# TASK DESCRIPTION:
Render all of the data below as a numbered list with one item per line, skipping any blank lines. Leave the pictures out of your answer.

(Point labeling data)
########
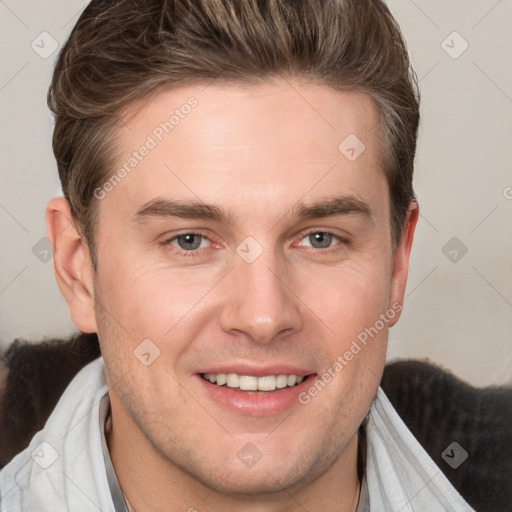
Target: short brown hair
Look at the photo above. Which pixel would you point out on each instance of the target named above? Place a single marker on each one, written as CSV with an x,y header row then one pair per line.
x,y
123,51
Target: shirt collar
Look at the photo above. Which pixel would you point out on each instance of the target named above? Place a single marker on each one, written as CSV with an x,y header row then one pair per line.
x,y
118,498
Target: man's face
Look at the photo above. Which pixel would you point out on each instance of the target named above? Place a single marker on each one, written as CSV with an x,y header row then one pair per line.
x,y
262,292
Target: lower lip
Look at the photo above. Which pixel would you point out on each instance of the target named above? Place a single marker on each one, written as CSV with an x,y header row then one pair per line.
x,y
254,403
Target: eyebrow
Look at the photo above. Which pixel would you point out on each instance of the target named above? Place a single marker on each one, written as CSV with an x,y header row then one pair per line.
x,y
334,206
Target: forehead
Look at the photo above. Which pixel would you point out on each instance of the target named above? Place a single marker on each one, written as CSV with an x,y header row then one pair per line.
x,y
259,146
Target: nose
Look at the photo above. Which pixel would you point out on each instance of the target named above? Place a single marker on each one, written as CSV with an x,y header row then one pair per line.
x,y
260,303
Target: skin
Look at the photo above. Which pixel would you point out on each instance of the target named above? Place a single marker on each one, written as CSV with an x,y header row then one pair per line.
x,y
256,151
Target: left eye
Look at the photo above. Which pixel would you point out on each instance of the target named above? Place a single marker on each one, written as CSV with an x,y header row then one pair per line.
########
# SOLUTION:
1. Target: short brown hair
2. Look at the photo above. Which pixel would you point out on each instance of the target named above? Place a single marker on each one, written as CSV with an x,y header row then one pair per line.
3. x,y
4. 123,51
5. Target: shirt collar
6. Look at the photo above. Which pixel would you point out on each instance of the target named above? Place a single marker on each one, written as CSV with an x,y header row then one pair per line.
7. x,y
8. 118,498
9. Target: man's face
10. Look at the photo above. Which pixel would you point out on each instance of the target named above? Place a single marker on each one, written as CSV with an x,y header row then one pair per line.
11. x,y
12. 262,292
13. Target: lower lip
14. Look at the photo above. Which pixel would you point out on each instance of the target named above? Place a single marker on each one, written as CSV with an x,y header row then one pair per line.
15. x,y
16. 254,403
17. Target: eyebrow
18. Look at the photo above. Which pixel would you point out on each instance of the target named above? Place a single marker on each one, written as CSV with an x,y header row then one pair per line.
19. x,y
20. 334,206
21. Target: forehead
22. Look at the photo above. Which pixel would you point out on each instance of the target named above? Place a single marker on each one, written as CSV with an x,y header row then one pair per line.
23. x,y
24. 259,146
25. Target: nose
26. Look at the photo above. Which pixel would you point out on each instance of the target named above? Place a single marker on each one, written as CSV with an x,y header row then one pair per line.
27. x,y
28. 260,303
29. Target: skin
30. Look at the photo above. Which pixel would you point out on each instance of the target named above? Place a single marker on each one, written as CSV with an x,y header row then one pair per line.
31. x,y
32. 256,151
33. Target: left eye
34. Look at the photo above. Which pixel would you point out on each instance of the target named above? Place a single marker on each one, written as CSV with an x,y header row then one pair per line.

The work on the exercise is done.